* [TEXT PROVIDED]:
☆ ☆ ☆

The Indian corporate sector is fast in mimicking the West in many wrong things. It is now trying to follow in the footsteps of American and European companies by throwing out employees citing global recession as the excuse. However, Indian companies have never paid their employees global salaries, so how can they now so easily embrace the global or western model of ‘hire today, fire tomorrow’ to reduce their costs?

Conservative approach

The impact of global meltdown on India is much less than several other countries. Thanks to our conservative public sector banks and a staid RBI in not permitting exotic derivatives and other such financial products to enter the country, the banking system is not directly affected with loads of toxic assets.

Our banks, insurance companies and financial institutions have not burnt their fingers, by avoiding risky CDOs (collataralised debt obligations) and CDS (credit default swaps). Indian banks are also not highly leveraged and hence any incremental bad debts will not erode their capital base.

India is only indirectly affected by the global meltdown, by way of declining export of goods and services and less foreign capital flows into the country. Hence, there is only a slowdown in India, and not a recession. Does this mild slowdown really constrain companies and promoters to throw out employees left and right, without any heed to the social implications of such ruthless actions? Or are companies trying to take advantage of the situation to prune manpower?

☆ ☆ ☆

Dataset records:
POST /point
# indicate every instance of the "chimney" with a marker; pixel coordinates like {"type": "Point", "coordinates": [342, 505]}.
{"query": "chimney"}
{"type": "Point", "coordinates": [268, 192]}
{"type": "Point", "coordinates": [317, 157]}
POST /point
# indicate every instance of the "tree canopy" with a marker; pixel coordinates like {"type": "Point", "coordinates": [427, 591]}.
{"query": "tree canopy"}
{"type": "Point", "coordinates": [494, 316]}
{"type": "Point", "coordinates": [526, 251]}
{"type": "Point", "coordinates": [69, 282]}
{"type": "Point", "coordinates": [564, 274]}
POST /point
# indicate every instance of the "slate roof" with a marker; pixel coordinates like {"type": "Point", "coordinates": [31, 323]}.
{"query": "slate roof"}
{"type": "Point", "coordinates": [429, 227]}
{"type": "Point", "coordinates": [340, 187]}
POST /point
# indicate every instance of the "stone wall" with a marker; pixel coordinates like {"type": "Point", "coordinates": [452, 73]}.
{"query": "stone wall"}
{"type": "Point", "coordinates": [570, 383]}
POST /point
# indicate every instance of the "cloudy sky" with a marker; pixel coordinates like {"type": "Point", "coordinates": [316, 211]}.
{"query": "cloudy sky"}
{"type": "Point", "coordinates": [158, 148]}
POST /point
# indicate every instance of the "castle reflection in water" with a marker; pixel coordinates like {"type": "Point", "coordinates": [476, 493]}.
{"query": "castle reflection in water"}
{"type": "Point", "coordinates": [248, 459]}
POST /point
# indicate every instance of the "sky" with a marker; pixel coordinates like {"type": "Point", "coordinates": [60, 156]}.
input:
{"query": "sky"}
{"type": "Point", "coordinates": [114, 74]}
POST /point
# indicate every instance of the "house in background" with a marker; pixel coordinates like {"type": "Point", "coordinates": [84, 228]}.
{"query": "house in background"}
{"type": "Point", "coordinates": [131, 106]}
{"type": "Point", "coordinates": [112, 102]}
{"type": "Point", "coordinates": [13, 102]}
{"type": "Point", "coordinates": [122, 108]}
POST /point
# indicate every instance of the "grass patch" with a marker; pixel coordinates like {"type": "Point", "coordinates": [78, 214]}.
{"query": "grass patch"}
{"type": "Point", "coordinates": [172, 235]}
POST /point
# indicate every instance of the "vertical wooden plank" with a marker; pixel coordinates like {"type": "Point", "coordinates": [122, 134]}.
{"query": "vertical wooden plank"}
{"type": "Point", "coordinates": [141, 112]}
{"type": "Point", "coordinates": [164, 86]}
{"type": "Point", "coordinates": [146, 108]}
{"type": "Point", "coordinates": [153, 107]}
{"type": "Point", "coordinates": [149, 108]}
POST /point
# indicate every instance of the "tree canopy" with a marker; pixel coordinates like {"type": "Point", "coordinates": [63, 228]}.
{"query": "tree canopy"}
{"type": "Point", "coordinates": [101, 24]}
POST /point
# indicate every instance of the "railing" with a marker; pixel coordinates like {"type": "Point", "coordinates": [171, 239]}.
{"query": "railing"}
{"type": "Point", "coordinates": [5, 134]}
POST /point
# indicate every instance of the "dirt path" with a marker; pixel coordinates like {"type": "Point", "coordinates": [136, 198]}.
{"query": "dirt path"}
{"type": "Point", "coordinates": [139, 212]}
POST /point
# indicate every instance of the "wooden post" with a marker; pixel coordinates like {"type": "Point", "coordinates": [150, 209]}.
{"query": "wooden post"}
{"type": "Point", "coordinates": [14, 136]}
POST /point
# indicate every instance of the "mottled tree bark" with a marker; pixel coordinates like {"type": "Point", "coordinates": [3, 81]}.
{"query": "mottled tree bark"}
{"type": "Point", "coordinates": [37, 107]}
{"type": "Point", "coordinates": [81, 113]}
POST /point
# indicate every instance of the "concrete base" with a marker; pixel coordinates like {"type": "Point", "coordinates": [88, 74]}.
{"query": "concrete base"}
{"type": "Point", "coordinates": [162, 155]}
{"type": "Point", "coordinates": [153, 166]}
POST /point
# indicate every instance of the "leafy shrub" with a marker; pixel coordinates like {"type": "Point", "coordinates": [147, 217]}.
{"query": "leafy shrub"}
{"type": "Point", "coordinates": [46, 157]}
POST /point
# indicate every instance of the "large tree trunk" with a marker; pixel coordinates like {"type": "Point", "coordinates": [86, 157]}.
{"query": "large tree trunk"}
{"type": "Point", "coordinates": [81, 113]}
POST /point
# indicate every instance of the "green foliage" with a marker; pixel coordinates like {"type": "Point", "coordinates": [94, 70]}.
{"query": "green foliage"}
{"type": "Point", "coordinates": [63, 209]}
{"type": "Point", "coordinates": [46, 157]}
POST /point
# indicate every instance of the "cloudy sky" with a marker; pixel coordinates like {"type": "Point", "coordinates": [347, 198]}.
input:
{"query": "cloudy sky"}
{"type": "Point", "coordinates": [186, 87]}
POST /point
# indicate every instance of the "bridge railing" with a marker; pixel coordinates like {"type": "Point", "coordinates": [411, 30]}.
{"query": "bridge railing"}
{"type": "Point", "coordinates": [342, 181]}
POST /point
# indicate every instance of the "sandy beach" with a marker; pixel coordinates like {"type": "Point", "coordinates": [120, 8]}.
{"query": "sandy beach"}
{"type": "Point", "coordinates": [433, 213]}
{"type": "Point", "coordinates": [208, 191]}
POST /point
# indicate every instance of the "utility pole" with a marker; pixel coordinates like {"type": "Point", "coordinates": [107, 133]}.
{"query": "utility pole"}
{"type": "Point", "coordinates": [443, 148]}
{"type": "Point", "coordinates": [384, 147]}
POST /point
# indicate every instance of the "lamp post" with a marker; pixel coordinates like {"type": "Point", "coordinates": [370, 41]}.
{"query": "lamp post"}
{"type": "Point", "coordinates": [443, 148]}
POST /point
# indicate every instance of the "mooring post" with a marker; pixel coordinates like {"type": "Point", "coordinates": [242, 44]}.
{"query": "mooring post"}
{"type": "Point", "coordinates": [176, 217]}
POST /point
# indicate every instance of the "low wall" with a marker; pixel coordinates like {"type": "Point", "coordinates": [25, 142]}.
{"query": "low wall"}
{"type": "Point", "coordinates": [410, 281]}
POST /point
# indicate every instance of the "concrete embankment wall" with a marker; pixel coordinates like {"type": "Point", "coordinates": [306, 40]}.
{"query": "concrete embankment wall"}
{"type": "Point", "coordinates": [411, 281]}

☆ ☆ ☆

* [TASK]:
Rewrite the stretch of the text on Indian companies and layoffs from "The impact of" through "their capital base.", switching "toxic assets" to "bad loans".

* [ANSWER BELOW]:
The impact of global meltdown on India is much less than several other countries. Thanks to our conservative public sector banks and a staid RBI in not permitting exotic derivatives and other such financial products to enter the country, the banking system is not directly affected with loads of bad loans.

Our banks, insurance companies and financial institutions have not burnt their fingers, by avoiding risky CDOs (collataralised debt obligations) and CDS (credit default swaps). Indian banks are also not highly leveraged and hence any incremental bad debts will not erode their capital base.